== Data to examine

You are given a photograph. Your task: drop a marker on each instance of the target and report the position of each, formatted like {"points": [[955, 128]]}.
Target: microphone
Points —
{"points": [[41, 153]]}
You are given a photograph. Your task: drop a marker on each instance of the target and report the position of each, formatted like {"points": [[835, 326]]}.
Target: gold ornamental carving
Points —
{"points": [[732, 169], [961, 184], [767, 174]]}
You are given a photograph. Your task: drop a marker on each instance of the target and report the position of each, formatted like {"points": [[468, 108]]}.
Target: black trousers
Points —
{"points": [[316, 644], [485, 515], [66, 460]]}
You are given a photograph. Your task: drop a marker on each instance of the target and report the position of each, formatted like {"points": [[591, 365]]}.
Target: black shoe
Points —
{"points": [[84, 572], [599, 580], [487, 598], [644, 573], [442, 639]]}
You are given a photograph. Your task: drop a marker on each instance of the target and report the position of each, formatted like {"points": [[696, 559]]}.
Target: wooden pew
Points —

====

Work task ▸ Set down every line of the listing above again, exactly as given.

Answer box ▸
You are given a photograph. Your task: drop a marker on each instance of the target and report the position of each, formatted like {"points": [[955, 128]]}.
Target: microphone
Points —
{"points": [[41, 153]]}
You are given a photograph. Your task: drop a marker on each instance of the target and report the position of each, formatted like {"points": [[835, 326]]}.
Target: gold ornamental carving
Points —
{"points": [[732, 169], [961, 184], [767, 174]]}
You are given a photograph. Your task: drop a marker on each instance of the target and report the position of each, formatted like {"points": [[468, 108]]}.
Target: black trousers
Points —
{"points": [[316, 644], [485, 515], [66, 460]]}
You are given a photograph. Your task: drop a marker on each instance of the target and report the position of each, formatted like {"points": [[591, 365]]}.
Target: black shoe
Points —
{"points": [[84, 572], [599, 580], [487, 598], [644, 573], [442, 639]]}
You are given a photograph. Your task: drop a marker on each instance of the target and report the position of each, formatted like {"points": [[696, 559]]}.
Target: wooden pew
Points —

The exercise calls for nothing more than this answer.